• TASK GOAL
Reproduce the following material verbatim, keeping every line unchanged.

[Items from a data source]
= = = = =

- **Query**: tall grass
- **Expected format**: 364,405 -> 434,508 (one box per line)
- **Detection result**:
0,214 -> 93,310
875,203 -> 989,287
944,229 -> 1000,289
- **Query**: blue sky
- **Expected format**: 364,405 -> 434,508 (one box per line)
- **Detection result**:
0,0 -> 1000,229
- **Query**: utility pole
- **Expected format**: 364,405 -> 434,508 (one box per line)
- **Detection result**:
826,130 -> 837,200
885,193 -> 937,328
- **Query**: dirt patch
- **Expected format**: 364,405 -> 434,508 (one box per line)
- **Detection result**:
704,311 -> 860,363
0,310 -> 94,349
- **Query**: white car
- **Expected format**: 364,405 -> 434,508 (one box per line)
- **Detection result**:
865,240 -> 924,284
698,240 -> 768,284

= = = = =

• RESULT FOR THIS EXERCISE
- **Query**: tall grass
- **Expected format**: 364,405 -> 434,508 (one box per line)
- **Detection result**:
0,214 -> 93,310
875,203 -> 989,287
944,229 -> 1000,289
- **Query**: blue sky
- **Expected format**: 364,405 -> 434,508 (one box per line)
- **Detection result**:
0,0 -> 1000,229
- **Query**: utility pole
- **Expected format**: 364,405 -> 434,508 (one box per line)
- **Detection result**:
826,130 -> 837,200
885,193 -> 937,328
- **Query**: dirt patch
- **Expected format**: 364,405 -> 434,508 (one box per line)
- **Detection result**:
704,311 -> 860,363
0,310 -> 94,349
- **Query**: white car
- **Expected format**: 364,405 -> 434,508 (one box per line)
- **Detection result**:
865,240 -> 924,284
698,240 -> 768,284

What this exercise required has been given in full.